▶ **TASK STATEMENT**
Convert the lines below into a numbered list, omitting any blank lines.
-- GIVEN INFORMATION start --
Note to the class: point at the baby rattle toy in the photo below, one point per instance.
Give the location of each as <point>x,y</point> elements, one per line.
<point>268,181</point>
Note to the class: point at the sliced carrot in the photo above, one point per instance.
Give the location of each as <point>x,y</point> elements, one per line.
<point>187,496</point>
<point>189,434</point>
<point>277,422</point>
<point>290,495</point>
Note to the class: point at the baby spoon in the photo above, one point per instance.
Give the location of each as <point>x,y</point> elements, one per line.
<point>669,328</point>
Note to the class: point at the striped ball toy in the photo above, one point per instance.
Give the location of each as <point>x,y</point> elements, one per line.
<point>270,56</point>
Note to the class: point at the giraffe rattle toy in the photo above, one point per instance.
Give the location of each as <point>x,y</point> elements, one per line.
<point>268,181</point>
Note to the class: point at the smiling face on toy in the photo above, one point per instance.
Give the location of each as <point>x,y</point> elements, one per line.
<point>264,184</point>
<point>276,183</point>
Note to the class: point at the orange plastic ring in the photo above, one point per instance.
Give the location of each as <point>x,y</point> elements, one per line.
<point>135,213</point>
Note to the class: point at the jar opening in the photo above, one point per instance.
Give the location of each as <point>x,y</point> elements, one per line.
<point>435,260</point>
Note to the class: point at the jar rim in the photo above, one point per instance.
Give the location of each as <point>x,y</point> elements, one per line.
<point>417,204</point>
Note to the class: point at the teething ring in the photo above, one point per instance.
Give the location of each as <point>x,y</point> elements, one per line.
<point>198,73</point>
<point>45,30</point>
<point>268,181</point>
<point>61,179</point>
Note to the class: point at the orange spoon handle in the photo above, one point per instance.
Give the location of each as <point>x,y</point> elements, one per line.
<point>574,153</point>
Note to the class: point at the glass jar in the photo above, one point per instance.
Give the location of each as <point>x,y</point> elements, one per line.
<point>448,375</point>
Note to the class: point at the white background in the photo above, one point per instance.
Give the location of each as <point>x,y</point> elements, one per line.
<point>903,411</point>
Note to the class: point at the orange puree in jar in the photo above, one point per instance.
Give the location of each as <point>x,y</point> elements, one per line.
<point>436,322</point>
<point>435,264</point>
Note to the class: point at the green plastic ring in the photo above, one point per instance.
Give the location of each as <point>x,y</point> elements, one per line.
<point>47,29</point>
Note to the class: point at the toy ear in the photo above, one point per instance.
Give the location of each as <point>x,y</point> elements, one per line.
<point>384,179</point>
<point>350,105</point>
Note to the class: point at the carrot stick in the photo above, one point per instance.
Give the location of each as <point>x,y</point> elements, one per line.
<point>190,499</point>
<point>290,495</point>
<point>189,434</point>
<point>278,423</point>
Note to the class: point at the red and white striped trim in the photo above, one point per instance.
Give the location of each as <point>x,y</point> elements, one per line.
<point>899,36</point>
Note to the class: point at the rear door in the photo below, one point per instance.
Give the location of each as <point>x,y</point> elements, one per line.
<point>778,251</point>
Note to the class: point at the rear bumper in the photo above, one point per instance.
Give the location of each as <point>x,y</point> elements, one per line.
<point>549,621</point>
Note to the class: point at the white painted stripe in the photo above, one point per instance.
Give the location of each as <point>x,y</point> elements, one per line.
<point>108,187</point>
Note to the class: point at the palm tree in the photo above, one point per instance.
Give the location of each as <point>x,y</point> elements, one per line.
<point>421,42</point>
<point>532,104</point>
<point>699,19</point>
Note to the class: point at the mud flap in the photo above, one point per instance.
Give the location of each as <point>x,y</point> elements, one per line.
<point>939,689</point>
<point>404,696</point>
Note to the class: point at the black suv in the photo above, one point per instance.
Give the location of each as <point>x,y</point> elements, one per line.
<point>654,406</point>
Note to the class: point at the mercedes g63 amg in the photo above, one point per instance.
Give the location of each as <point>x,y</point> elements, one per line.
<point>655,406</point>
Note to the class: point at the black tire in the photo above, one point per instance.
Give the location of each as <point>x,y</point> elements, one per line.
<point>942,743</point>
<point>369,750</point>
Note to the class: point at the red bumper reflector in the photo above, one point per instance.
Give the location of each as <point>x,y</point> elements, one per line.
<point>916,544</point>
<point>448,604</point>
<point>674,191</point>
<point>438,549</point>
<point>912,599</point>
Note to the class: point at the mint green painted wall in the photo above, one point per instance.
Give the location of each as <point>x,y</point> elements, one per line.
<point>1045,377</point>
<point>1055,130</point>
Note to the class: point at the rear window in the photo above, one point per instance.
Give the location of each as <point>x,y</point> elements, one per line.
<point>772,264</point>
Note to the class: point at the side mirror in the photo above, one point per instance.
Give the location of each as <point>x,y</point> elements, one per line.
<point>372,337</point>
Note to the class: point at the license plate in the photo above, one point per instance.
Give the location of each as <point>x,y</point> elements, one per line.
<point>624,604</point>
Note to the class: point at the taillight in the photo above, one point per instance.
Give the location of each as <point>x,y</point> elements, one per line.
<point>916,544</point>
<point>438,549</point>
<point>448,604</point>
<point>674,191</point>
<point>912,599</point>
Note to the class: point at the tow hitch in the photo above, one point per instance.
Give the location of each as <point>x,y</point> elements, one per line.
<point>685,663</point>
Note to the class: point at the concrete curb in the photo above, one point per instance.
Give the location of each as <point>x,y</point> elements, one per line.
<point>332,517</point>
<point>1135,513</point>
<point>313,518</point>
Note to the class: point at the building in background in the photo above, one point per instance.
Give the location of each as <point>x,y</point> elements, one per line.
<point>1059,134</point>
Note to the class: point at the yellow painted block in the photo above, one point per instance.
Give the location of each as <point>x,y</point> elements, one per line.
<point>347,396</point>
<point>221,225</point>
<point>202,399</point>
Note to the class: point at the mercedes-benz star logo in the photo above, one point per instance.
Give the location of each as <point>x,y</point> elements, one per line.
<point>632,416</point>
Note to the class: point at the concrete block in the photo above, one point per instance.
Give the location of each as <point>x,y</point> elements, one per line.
-- GIVEN INFORMATION end --
▶ **ANSWER TO THIS PROBLEM**
1. Note to the class: point at the baby rattle toy in the photo below, one point per instance.
2. Give the location of each as <point>x,y</point> elements, one per line.
3. <point>268,181</point>
4. Note to the class: point at the sliced carrot in the photo above, one point per instance.
5. Give the location of each as <point>x,y</point> elements, one per line.
6. <point>187,496</point>
7. <point>189,434</point>
8. <point>277,422</point>
9. <point>290,495</point>
10. Note to the class: point at the baby spoon in the photo above, one point per instance.
11. Give the location of each as <point>x,y</point> elements, one per line.
12. <point>669,328</point>
13. Note to the class: point at the striped ball toy in the photo above, one point per instance.
14. Give the location of each as <point>x,y</point> elements, one per line.
15. <point>270,56</point>
16. Note to the class: point at the giraffe rattle toy in the photo above, one point per instance.
17. Give the location of each as <point>x,y</point> elements, one per line.
18. <point>268,181</point>
19. Note to the class: point at the smiling face on toy in the photo above, one point per instance.
20. Give the location of each as <point>x,y</point> elements, one per line.
21. <point>264,184</point>
22. <point>276,183</point>
23. Note to the class: point at the orange plastic ring in the photo above, one point per instance.
24. Give the location of each as <point>x,y</point> elements, one per line.
25. <point>135,213</point>
26. Note to the class: point at the jar opening in the photo above, one point per instance.
27. Give the location of each as <point>x,y</point> elements, one per line.
28. <point>435,260</point>
29. Note to the class: point at the jar rim in the photo above, one point per instance.
30. Give the location of each as <point>x,y</point> elements, one per line.
31. <point>417,204</point>
32. Note to the class: point at the teething ring in the photo above, one point per instance.
33. Give the location of each as <point>x,y</point> elements, one per line.
34. <point>198,73</point>
35. <point>45,30</point>
36. <point>268,181</point>
37. <point>61,179</point>
38. Note to the class: point at the orange spoon handle in the photo above, one point per instance.
39. Give the location of each as <point>x,y</point> elements, one per line.
40. <point>574,153</point>
41. Note to the class: point at the glass jar in the photo above, one point per instance.
42. Give the location of each as <point>x,y</point> elements, one per line.
43. <point>448,375</point>
44. Note to the class: point at the white background in the photo above, one point per instance.
45. Give the location of each as <point>x,y</point> elements, one per line.
46. <point>903,411</point>
47. Note to the class: point at the orange puree in jar in the photo above, one point per instance.
48. Give the location of each as <point>x,y</point> elements, one per line.
49. <point>436,322</point>
50. <point>435,264</point>
51. Note to the class: point at the green plastic ring in the photo above, one point per instance.
52. Give the location of each as <point>x,y</point> elements, one per line.
53. <point>47,29</point>
54. Note to the class: point at the toy ear in the photo above, one point per instance.
55. Give the location of each as <point>x,y</point> elements, one per line.
56. <point>384,179</point>
57. <point>350,105</point>
58. Note to the class: point at the carrot stick in the photo above, one point per instance.
59. Give the location of each as <point>x,y</point> elements, one per line.
60. <point>190,499</point>
61. <point>290,495</point>
62. <point>189,434</point>
63. <point>278,423</point>
64. Note to the class: point at the red and white striped trim in the photo above, one point per instance.
65. Give the location of each as <point>x,y</point> elements, one per line.
66. <point>899,36</point>
67. Note to the class: point at the rear door in the photo below, one point per instance.
68. Give the location of each as <point>x,y</point> elements, one per line.
69. <point>778,251</point>
70. Note to the class: point at the rear bumper in the photo above, one point per instance.
71. Give the location of each as <point>x,y</point> elements, one per line.
72. <point>549,621</point>
73. Note to the class: point at the white painted stripe in the photo above, one point per instance.
74. Give the location of each as <point>x,y</point> elements, one per line.
75. <point>108,187</point>
76. Note to the class: point at the palm tree in the photo above, one point per instance.
77. Give the location of each as <point>x,y</point> elements, one per line.
78. <point>421,42</point>
79. <point>532,104</point>
80. <point>699,19</point>
81. Note to the class: point at the mud flap in the photo above, one point per instance.
82. Give the location of each as <point>x,y</point> elements, one per line.
83. <point>939,689</point>
84. <point>404,696</point>
85. Note to the class: point at the black suv in the photo above, one point per instance.
86. Give the location of each as <point>x,y</point> elements, one per line.
87. <point>654,406</point>
88. Note to the class: point at the mercedes g63 amg in the photo above, one point per instance.
89. Give the location of each as <point>x,y</point> elements, one per line.
90. <point>655,406</point>
91. Note to the class: point at the black tire in the photo above, one point per instance.
92. Give the location of each as <point>x,y</point> elements, one per line.
93. <point>942,743</point>
94. <point>369,750</point>
95. Note to the class: point at the red bumper reflector in the photo above, one point per instance.
96. Give the location of each as <point>x,y</point> elements, one per line.
97. <point>916,544</point>
98. <point>448,604</point>
99. <point>674,191</point>
100. <point>438,549</point>
101. <point>912,599</point>
102. Note to the class: point at the mint green painted wall in the photo above, one point per instance.
103. Give the location of each as <point>x,y</point> elements, one per line.
104. <point>1045,377</point>
105. <point>1055,130</point>
106. Note to the class: point at the rear window in the photo above, one point per instance.
107. Give the location of each as <point>x,y</point> elements, one per line.
108. <point>772,264</point>
109. Note to the class: point at the side mirror in the photo above, one point per instance.
110. Give the location of each as <point>x,y</point> elements, one per line.
111. <point>372,337</point>
112. Note to the class: point at the license plate in the photo above, one point per instance.
113. Give the location of each as <point>x,y</point> elements, one per line.
114. <point>624,604</point>
115. Note to the class: point at the taillight in the photo above, one point per instance.
116. Give the location of each as <point>x,y</point> elements, one per line.
117. <point>916,544</point>
118. <point>438,549</point>
119. <point>448,604</point>
120. <point>674,191</point>
121. <point>912,599</point>
122. Note to the class: point at the tow hitch in the photo above, one point per instance.
123. Give the location of each as <point>x,y</point> elements, one per line.
124. <point>685,663</point>
125. Note to the class: point at the concrete curb in the photo above, one point per instance.
126. Give the location of each as <point>x,y</point> elements, one per line.
127. <point>332,517</point>
128. <point>1135,513</point>
129. <point>313,518</point>
130. Note to the class: point at the building in background in the photo above, one point per instance.
131. Give the location of each as <point>x,y</point> elements, one per line.
132. <point>1059,134</point>
133. Note to the class: point at the yellow painted block in the photo above, one point per instance.
134. Give the location of each as <point>x,y</point> elements, one per line.
135. <point>347,396</point>
136. <point>221,225</point>
137. <point>202,399</point>
138. Note to the class: point at the mercedes-benz star logo in the photo above, one point per instance.
139. Give the location of each as <point>x,y</point> elements, one per line.
140. <point>632,416</point>
141. Note to the class: point at the concrete block in the photo above, one point per instance.
142. Give the location of each as <point>x,y</point> elements, one per line.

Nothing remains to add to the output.